→ The exercise:
From the records below, pick out and copy every line that contains the word "mind". Matches must have the same case.

→ Information provided:
⟨

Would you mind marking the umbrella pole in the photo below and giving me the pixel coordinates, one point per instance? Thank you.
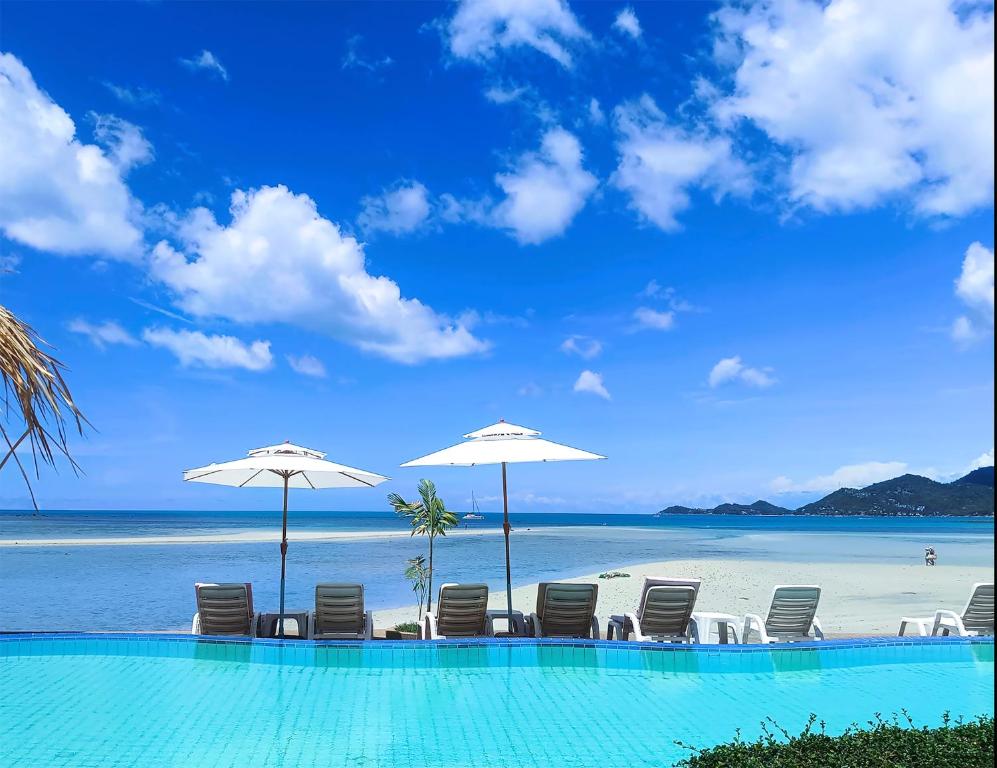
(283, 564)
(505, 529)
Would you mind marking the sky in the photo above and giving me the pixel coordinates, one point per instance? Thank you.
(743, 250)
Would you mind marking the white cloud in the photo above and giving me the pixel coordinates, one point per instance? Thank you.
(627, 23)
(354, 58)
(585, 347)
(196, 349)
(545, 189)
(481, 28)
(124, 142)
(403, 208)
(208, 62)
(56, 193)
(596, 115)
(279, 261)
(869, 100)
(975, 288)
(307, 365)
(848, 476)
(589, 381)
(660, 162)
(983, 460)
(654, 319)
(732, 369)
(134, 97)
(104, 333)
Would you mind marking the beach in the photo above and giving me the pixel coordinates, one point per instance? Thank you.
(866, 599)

⟩
⟨

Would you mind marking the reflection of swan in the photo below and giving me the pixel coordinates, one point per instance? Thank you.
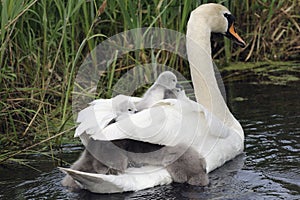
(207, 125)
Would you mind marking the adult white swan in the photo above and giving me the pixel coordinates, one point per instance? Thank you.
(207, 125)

⟩

→ Task result:
Would you mind marking the umbrella pole in the photo below and giving me the pixel coordinates, one point per instance? Thank you.
Would you mind marking the sky in the photo above and giving me the pixel coordinates, one point per instance? Thank you.
Would you mind marking the white cloud in the photo above and giving me the pixel coordinates, one point per instance? Thank you.
Would you mind marking the beach in the photo above and giving me the pixel coordinates, one point per instance? Thank you.
Would you mind marking the reflection of swan in the photo below and giving me the pixel coordinates, one point per instance? Thank you.
Would you mind marking the adult white swan in the photo above and giving me the pixel coordinates, one point per instance? Thank you.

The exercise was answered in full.